*** Recorded data ***
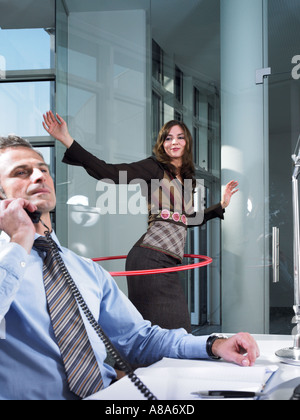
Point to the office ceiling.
(20, 14)
(189, 29)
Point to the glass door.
(284, 129)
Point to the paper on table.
(170, 382)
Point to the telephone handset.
(122, 363)
(34, 216)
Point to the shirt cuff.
(13, 259)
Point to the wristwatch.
(210, 341)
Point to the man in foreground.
(38, 358)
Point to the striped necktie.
(83, 374)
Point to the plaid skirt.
(158, 297)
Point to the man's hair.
(13, 141)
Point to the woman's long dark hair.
(187, 170)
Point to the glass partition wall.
(117, 71)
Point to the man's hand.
(15, 222)
(241, 349)
(57, 128)
(230, 190)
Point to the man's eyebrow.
(40, 164)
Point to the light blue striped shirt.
(31, 366)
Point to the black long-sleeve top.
(170, 208)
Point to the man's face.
(24, 174)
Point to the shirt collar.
(6, 238)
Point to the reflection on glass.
(25, 49)
(22, 106)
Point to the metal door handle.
(275, 254)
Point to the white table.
(166, 378)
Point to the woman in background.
(158, 297)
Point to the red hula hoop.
(206, 261)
***
What the exercise asks. The pictures alone are to be left out when the data above is copied; all else must match exactly.

Response.
Point to the office ceiling.
(20, 14)
(189, 29)
Point to the glass door.
(284, 129)
Point to the paper on table.
(170, 382)
Point to the telephone handset.
(122, 363)
(34, 216)
Point to the shirt cuff.
(13, 259)
Point to the wristwatch.
(210, 341)
Point to the man in foreground.
(38, 358)
Point to the striped necktie.
(83, 374)
Point to the plaid skirt.
(158, 297)
Point to the man's hair.
(13, 141)
Point to the woman's long dark hair.
(187, 170)
Point to the glass partition wall.
(117, 71)
Point to the man's hand.
(15, 222)
(241, 349)
(57, 128)
(230, 190)
Point to the man's eyebrow.
(40, 164)
Point to the light blue striped shirt.
(31, 366)
Point to the black long-sleeve top.
(170, 208)
Point to the man's face.
(24, 174)
Point to the shirt collar.
(6, 238)
Point to the reflection on glass.
(25, 49)
(22, 106)
Point to the metal door handle.
(275, 254)
Point to the white table.
(166, 378)
Point to the woman in background.
(158, 297)
Point to the red hula hoop.
(206, 261)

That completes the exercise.